Exercise —
All of the data, except its images, should be set down exactly as it appears.

..........

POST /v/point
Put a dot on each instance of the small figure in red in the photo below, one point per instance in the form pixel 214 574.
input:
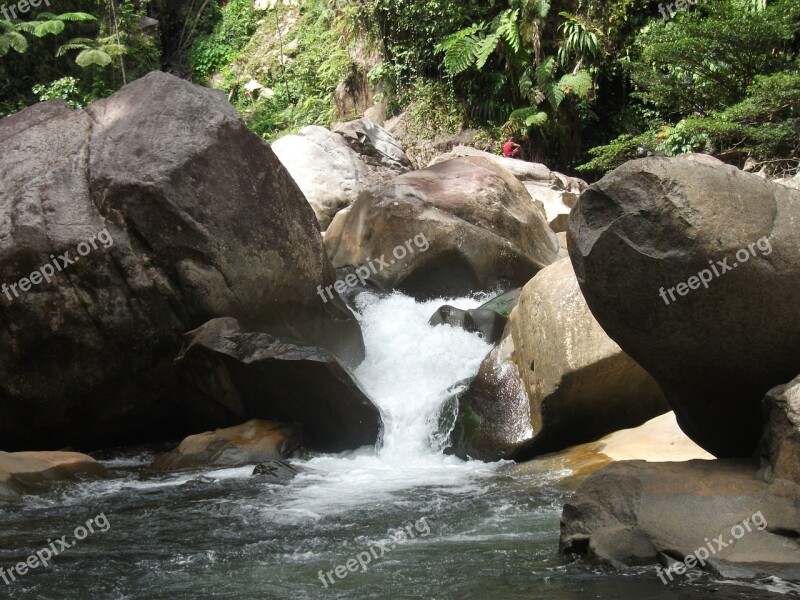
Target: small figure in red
pixel 511 149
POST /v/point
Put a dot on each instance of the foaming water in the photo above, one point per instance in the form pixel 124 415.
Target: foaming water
pixel 410 371
pixel 493 527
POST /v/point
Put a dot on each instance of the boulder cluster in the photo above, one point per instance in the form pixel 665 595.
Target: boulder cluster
pixel 219 310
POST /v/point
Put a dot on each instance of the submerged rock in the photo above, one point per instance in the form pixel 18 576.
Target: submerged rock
pixel 478 223
pixel 171 213
pixel 252 442
pixel 694 270
pixel 638 513
pixel 275 471
pixel 488 320
pixel 236 375
pixel 577 383
pixel 658 440
pixel 23 473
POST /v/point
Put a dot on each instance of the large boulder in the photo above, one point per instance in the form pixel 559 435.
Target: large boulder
pixel 23 473
pixel 171 213
pixel 709 514
pixel 253 442
pixel 375 146
pixel 693 269
pixel 780 446
pixel 578 383
pixel 329 172
pixel 238 375
pixel 478 222
pixel 557 193
pixel 658 440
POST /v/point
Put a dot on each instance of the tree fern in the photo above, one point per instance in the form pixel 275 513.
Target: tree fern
pixel 579 84
pixel 484 49
pixel 508 29
pixel 11 39
pixel 460 49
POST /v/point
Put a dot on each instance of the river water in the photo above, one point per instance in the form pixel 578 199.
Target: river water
pixel 470 529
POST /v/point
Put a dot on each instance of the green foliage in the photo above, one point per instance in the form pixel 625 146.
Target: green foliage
pixel 719 78
pixel 44 24
pixel 432 109
pixel 764 126
pixel 302 88
pixel 100 52
pixel 11 38
pixel 705 59
pixel 212 52
pixel 626 147
pixel 66 88
pixel 579 40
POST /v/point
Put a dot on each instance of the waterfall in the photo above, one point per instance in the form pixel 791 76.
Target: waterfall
pixel 409 371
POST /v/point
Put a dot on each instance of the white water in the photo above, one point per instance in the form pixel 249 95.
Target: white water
pixel 409 371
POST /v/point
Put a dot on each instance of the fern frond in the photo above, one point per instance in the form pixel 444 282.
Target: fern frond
pixel 579 84
pixel 555 95
pixel 508 29
pixel 544 73
pixel 485 49
pixel 44 28
pixel 72 17
pixel 93 56
pixel 452 39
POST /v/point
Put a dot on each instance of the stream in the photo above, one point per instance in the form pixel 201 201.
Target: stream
pixel 470 529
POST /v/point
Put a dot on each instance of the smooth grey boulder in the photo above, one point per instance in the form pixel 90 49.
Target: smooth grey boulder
pixel 578 383
pixel 639 513
pixel 376 146
pixel 480 227
pixel 328 171
pixel 23 473
pixel 192 217
pixel 694 270
pixel 249 443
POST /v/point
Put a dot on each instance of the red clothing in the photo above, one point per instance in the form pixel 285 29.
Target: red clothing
pixel 510 150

..........

Exercise response —
POST /v/point
Put a dot on each instance of the small figure in red in the photo below, one point per instance in the form pixel 214 574.
input:
Target: small figure in red
pixel 511 149
POST /v/point
Put a dot on each instance of the foaming water in the photo above, one point per instance in the form pixel 124 415.
Target: foaming water
pixel 410 371
pixel 493 527
POST /v/point
Put a dot on each instance of the boulder cluster in the photo above, one point per instance in the form pixel 665 595.
Target: boulder cluster
pixel 219 310
POST /v/point
Put a dot on each instance of the submerged rock in the photo above, one point per instance in the form pixel 18 576.
Target: submerged rock
pixel 478 223
pixel 171 213
pixel 252 442
pixel 694 270
pixel 638 513
pixel 275 471
pixel 488 320
pixel 236 375
pixel 577 383
pixel 658 440
pixel 23 473
POST /v/point
Put a dot on each instance of the large boulder in the photo above, one point per instance in the form pixel 559 435.
Target: large boulder
pixel 23 473
pixel 171 213
pixel 709 514
pixel 253 442
pixel 375 146
pixel 693 269
pixel 780 446
pixel 578 383
pixel 329 172
pixel 238 375
pixel 478 222
pixel 557 193
pixel 658 440
POST /v/point
Put a dot on each instance of the tree fern in the photo above, one point per instance in the form pixel 275 513.
Target: tree fern
pixel 579 84
pixel 484 49
pixel 508 29
pixel 11 39
pixel 460 49
POST /v/point
Put a dot on each instance of the river water in the photo above, one point per instance in the form pixel 578 199.
Target: river water
pixel 470 529
POST /v/point
Put a dot on each instance of the green foliage in the photo above, one point per instance in the form pixel 625 146.
Target: green foliage
pixel 719 78
pixel 44 24
pixel 432 109
pixel 764 126
pixel 302 88
pixel 100 52
pixel 11 38
pixel 705 59
pixel 212 52
pixel 626 147
pixel 66 88
pixel 579 40
POST /v/point
Put a dot on each instance of the waterfall in the photo above, one point per instance in the form pixel 791 76.
Target: waterfall
pixel 409 371
POST /v/point
Put a dot on each instance of the white water in the photo above, one point per instance in the form pixel 249 95.
Target: white water
pixel 409 371
POST /v/point
Put a dot on each instance of the fern frond in the photo above, one point per instance in the form pixel 444 282.
Target: fern frond
pixel 579 84
pixel 555 95
pixel 508 29
pixel 544 73
pixel 485 49
pixel 44 28
pixel 72 17
pixel 93 56
pixel 452 39
POST /v/point
Put a dot on each instance of the stream in the photo above, one point per instance in the form pixel 201 201.
Target: stream
pixel 470 529
POST /v/point
Put a dot on each instance of the smooth grey boulder in the photo above, one point per instance in the form pixel 90 49.
Target: smooth grey boulder
pixel 578 383
pixel 639 513
pixel 376 146
pixel 480 227
pixel 328 171
pixel 23 473
pixel 192 217
pixel 694 270
pixel 249 443
POST /v/point
Put a dot on each instance of the red clothing in the photo above, one point per instance in the form pixel 285 29.
Target: red clothing
pixel 510 150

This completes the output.